Stored rows
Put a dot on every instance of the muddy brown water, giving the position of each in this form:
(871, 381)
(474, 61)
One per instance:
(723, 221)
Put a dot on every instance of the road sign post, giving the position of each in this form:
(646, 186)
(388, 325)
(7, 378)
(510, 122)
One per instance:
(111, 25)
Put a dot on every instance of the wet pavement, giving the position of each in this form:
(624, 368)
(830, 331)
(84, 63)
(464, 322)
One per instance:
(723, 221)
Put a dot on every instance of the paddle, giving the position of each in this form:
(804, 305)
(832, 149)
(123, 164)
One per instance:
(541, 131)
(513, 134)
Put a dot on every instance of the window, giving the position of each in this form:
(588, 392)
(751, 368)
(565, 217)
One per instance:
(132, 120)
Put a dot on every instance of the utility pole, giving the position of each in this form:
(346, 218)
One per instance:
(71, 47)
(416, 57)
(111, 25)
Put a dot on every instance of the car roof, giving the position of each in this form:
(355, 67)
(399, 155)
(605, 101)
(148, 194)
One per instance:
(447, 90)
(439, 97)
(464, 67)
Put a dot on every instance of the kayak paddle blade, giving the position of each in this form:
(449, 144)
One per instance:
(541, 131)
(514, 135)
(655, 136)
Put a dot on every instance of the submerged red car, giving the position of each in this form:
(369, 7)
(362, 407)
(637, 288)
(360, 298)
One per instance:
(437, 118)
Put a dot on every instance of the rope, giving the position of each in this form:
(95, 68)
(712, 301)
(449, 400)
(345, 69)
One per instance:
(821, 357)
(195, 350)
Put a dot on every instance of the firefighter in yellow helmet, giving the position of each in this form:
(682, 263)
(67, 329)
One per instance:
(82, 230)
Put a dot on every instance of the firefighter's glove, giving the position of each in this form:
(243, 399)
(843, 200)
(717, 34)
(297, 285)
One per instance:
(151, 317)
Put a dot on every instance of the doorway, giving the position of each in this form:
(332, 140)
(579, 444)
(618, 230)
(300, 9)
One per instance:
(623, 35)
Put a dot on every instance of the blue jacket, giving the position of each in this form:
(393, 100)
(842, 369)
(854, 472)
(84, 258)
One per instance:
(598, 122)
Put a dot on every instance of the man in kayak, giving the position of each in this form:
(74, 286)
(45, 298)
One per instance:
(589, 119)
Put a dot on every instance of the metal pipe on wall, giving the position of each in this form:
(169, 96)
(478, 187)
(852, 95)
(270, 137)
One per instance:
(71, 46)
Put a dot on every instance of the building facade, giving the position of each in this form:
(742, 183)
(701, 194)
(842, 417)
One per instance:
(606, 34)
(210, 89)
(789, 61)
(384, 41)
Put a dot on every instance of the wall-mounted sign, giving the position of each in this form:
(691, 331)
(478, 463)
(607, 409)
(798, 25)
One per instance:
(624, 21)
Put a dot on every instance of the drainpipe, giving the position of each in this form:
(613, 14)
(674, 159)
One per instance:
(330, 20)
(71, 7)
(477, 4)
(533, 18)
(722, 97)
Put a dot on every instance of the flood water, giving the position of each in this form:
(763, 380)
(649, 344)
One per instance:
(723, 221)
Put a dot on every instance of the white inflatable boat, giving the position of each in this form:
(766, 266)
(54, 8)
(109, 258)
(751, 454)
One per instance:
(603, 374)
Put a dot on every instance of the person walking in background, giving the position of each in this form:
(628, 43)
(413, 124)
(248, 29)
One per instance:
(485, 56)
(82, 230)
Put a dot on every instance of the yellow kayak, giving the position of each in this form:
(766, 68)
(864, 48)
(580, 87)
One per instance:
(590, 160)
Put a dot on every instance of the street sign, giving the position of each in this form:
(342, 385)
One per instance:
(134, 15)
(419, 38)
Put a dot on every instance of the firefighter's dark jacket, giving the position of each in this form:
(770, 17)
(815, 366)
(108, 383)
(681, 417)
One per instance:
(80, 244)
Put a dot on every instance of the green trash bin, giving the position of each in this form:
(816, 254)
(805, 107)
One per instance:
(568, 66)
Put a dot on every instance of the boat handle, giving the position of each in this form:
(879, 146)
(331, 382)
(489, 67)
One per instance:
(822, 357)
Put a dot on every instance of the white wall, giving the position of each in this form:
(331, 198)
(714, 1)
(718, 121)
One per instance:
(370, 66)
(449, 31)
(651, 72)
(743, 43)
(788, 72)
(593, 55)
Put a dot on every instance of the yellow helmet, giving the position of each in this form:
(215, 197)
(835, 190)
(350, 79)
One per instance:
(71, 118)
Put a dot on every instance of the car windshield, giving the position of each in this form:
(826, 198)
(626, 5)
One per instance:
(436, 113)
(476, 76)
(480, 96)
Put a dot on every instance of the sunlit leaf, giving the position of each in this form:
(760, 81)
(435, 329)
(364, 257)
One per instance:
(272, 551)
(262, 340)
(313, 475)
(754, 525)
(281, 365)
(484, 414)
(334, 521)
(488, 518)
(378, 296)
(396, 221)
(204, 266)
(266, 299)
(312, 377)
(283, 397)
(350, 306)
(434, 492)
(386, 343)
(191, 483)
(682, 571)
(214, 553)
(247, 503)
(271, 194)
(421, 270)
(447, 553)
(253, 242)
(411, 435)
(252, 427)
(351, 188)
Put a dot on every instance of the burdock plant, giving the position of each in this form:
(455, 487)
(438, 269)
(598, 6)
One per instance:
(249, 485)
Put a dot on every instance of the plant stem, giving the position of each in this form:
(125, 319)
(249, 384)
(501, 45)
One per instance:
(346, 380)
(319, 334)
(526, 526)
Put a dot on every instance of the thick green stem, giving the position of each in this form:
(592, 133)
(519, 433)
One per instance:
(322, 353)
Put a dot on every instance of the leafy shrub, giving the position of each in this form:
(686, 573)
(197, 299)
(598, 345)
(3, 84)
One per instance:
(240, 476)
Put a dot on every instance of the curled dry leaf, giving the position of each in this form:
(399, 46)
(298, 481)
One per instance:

Exercise prompt
Each line of the listing above should be output exactly.

Finished answer
Put a dot on every instance of the muddy brown water, giving the position of each in this form:
(871, 381)
(474, 61)
One per instance:
(723, 221)
Put a dot on every instance of the road sign post, giving the position of each in this form:
(646, 186)
(388, 325)
(7, 378)
(510, 122)
One per instance:
(111, 25)
Put a dot on every instance of the wet pavement, giving the position of each in this form:
(624, 368)
(830, 331)
(84, 63)
(464, 322)
One per instance:
(723, 221)
Put a dot on every instance of the paddle, giving the position of each in this form:
(804, 305)
(832, 149)
(123, 164)
One per instance:
(541, 131)
(513, 134)
Put a dot on every instance of the window, giving the position of each in this form:
(588, 392)
(751, 368)
(565, 217)
One per instance:
(132, 120)
Put a dot on every instance of the utility pole, giving the position of each in this form:
(346, 218)
One per instance:
(71, 47)
(416, 57)
(111, 25)
Put a dot on every instance of the car roof, giving the position of each in this form:
(355, 67)
(399, 155)
(605, 101)
(148, 194)
One per instance:
(447, 90)
(439, 97)
(464, 67)
Put a dot on every instance of the kayak paddle blade, giving the position of each in this form:
(449, 144)
One per instance:
(541, 131)
(514, 135)
(655, 136)
Put a dot on every instance of the submerged red car, giving the position of each in this form:
(369, 7)
(362, 407)
(637, 288)
(360, 298)
One per instance:
(437, 118)
Put a dot on every instance of the rope, giving the position of each in this form:
(95, 68)
(712, 301)
(449, 400)
(345, 69)
One per instance:
(821, 357)
(195, 350)
Put a dot on every instance of the firefighter in yellow helmet, giving the position of each in this form:
(682, 263)
(67, 329)
One per instance:
(82, 230)
Put a dot on every instance of the firefighter's glove, giving the position of each in this form:
(243, 399)
(843, 200)
(717, 34)
(297, 285)
One per instance:
(151, 317)
Put a dot on every instance of the doorway, giving the position of each in this form:
(332, 140)
(579, 444)
(618, 230)
(300, 9)
One per instance:
(623, 35)
Put a dot on every instance of the blue jacket, giving the position of each in this form:
(393, 100)
(842, 369)
(854, 472)
(84, 258)
One per instance:
(598, 122)
Put a dot on every instance of the man in kayak, giving the position of each in this form:
(74, 286)
(45, 298)
One per instance:
(589, 119)
Put a dot on every instance of the metal pipe on wall, giving the position of each in this form:
(169, 96)
(478, 187)
(852, 95)
(270, 137)
One per instance:
(71, 46)
Put a dot on every instance of the building facade, giving the position of each in this form:
(742, 183)
(701, 194)
(842, 417)
One per instance:
(606, 34)
(210, 89)
(789, 61)
(384, 41)
Put a dot on every instance of the wall-mounted sign, giving the position of each in this form:
(691, 331)
(478, 463)
(607, 409)
(798, 25)
One per instance:
(624, 21)
Put a dot on every instance of the drainpipe, giving the position of each in this form:
(613, 14)
(674, 159)
One per instance:
(330, 20)
(71, 7)
(477, 4)
(533, 18)
(722, 97)
Put a dot on every instance of the flood water, giving the position of each in this form:
(763, 380)
(649, 344)
One per instance:
(723, 221)
Put a dot on every instance of the white inflatable boat, giving the position of each in this form:
(766, 266)
(54, 8)
(109, 258)
(751, 454)
One per instance:
(603, 374)
Put a dot on every instance of the person walking in background, giving the position of each in this form:
(628, 43)
(413, 124)
(248, 29)
One per instance:
(485, 56)
(82, 230)
Put a dot on every instance of the yellow kayak, giving the position of each in this form:
(766, 68)
(864, 48)
(580, 87)
One per instance:
(590, 160)
Put a dot on every instance of the street sign, giving the position of each in this form:
(342, 385)
One per instance:
(134, 15)
(419, 38)
Put a dot on every instance of the firefighter's dark jacket, giving the position of each in this form:
(770, 17)
(815, 366)
(108, 383)
(681, 417)
One per instance:
(80, 244)
Put a dot on every instance of the green trash bin, giving the position of each in this form:
(816, 254)
(805, 107)
One per instance:
(568, 66)
Put a dot on every instance of the boat handle, giving the position of each in this form:
(879, 146)
(331, 382)
(489, 67)
One per instance:
(822, 357)
Put a dot on every instance of the white wall, giving the position of each in this form:
(331, 198)
(714, 1)
(718, 121)
One per instance:
(370, 66)
(449, 31)
(651, 72)
(743, 43)
(788, 72)
(593, 55)
Put a dot on every instance of the yellow helmet, giving the position of each in this form:
(215, 197)
(835, 190)
(350, 79)
One per instance:
(71, 118)
Put a dot on every instance of the car windshield, giving the position of each in this form:
(826, 198)
(626, 5)
One per instance:
(436, 113)
(476, 76)
(480, 96)
Put a dot on every instance of the sunlit leaf, giving the position of each in this form:
(760, 81)
(435, 329)
(364, 257)
One per instance:
(272, 551)
(262, 340)
(313, 475)
(754, 525)
(281, 365)
(484, 414)
(334, 521)
(488, 518)
(378, 296)
(396, 221)
(204, 266)
(266, 299)
(312, 377)
(283, 397)
(350, 306)
(434, 492)
(386, 343)
(191, 483)
(682, 571)
(214, 553)
(247, 503)
(271, 194)
(421, 270)
(447, 553)
(253, 242)
(411, 435)
(252, 427)
(351, 188)
Put a dot on every instance of the burdock plant, giving the position of each in this form:
(455, 487)
(438, 269)
(598, 6)
One per instance:
(249, 485)
Put a dot on every instance of the plant stem, giving the position of each in this form:
(125, 319)
(249, 384)
(501, 45)
One per instance:
(346, 380)
(319, 334)
(526, 526)
Put a dot on every instance of the thick green stem, giving the position of each in this form:
(592, 133)
(519, 433)
One per instance:
(322, 353)
Put a dot on every instance of the leafy shrub, giving the position of each in this form:
(686, 573)
(197, 299)
(598, 345)
(3, 84)
One per instance:
(240, 476)
Put a dot on every instance of the curled dry leaf, giving the position of each in this form:
(399, 46)
(298, 481)
One per instance:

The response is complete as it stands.